| GIVEN PASSAGE |
[Start of Attachment]
Fire and Blood and Kendrick Lamar in Jos
An inspection of the anatomy of the violence that has plagued the beautiful home of ‘Peace and Tourism’, Jos, employing the lyricism of the American rapper, Kendrick Lamar.
I grappled with the intimacy I felt with Kendrick Lamar’s song ‘XXX’. Every day, for weeks in 2022 and 2023, as I walked the gravel road from the doctors’ quarters to the hospital, I plugged my ear pods shutting out recollections of the pathologies that plagued the patients under my care. My playlist in alphabetical order, from Aurora’s ‘Runaway’, B.O.C’s Hausa raps, Cyhi The Prince, Doug Kaze’s folk songs, Damian Marley, and Kendrick Lamar. Lamar’s ‘XXX’ contains well-layered verses depicting violence in the United States. Why did it resonate with me, a Nigerian who has never been to the United States? For days I became more introspective, trying to understand how every damn line was a foreign tongue singing the unsung stories of a familiar landscape.
[End of Attachment]
Natural language descriptions of regions
[Start of Attachment]
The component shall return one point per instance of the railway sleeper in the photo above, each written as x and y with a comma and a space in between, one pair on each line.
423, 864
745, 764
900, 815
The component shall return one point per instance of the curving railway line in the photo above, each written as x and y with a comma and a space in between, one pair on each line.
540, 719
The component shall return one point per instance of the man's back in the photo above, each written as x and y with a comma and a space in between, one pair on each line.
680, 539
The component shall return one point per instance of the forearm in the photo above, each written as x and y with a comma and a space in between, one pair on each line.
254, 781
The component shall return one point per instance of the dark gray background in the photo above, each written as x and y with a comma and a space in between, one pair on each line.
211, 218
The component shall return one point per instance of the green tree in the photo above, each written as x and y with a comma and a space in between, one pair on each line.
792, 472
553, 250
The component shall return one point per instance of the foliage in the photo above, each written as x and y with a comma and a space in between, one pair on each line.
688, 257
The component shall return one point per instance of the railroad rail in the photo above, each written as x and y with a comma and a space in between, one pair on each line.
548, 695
[End of Attachment]
[Start of Attachment]
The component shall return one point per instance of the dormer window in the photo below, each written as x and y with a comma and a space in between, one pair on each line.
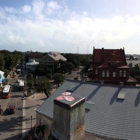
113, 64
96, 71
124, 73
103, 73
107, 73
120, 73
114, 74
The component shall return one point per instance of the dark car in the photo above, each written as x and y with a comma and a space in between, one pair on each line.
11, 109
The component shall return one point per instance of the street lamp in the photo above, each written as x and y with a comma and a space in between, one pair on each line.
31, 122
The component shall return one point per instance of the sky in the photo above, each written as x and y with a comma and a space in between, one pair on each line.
[End of Attachment]
[Start of Attachment]
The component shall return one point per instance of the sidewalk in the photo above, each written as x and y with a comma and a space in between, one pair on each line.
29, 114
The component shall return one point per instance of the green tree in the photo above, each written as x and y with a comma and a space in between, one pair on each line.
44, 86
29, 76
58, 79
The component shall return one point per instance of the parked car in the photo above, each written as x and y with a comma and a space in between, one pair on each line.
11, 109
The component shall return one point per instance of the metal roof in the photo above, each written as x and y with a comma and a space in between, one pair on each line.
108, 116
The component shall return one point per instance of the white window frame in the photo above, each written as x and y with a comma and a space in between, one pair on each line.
[End of Attachment]
| STUDY QUESTIONS |
[A] In the piece on violence in Jos, what route did the writer walk each day in 2022 and 2023?
[B] Copy the stretch of the piece on violence in Jos from "I grappled with" through "a familiar landscape.".

| PROBLEM SOLUTIONS |
[A] The gravel road from the doctors' quarters to the hospital.

[B]
I grappled with the intimacy I felt with Kendrick Lamar’s song ‘XXX’. Every day, for weeks in 2022 and 2023, as I walked the gravel road from the doctors’ quarters to the hospital, I plugged my ear pods shutting out recollections of the pathologies that plagued the patients under my care. My playlist in alphabetical order, from Aurora’s ‘Runaway’, B.O.C’s Hausa raps, Cyhi The Prince, Doug Kaze’s folk songs, Damian Marley, and Kendrick Lamar. Lamar’s ‘XXX’ contains well-layered verses depicting violence in the United States. Why did it resonate with me, a Nigerian who has never been to the United States? For days I became more introspective, trying to understand how every damn line was a foreign tongue singing the unsung stories of a familiar landscape.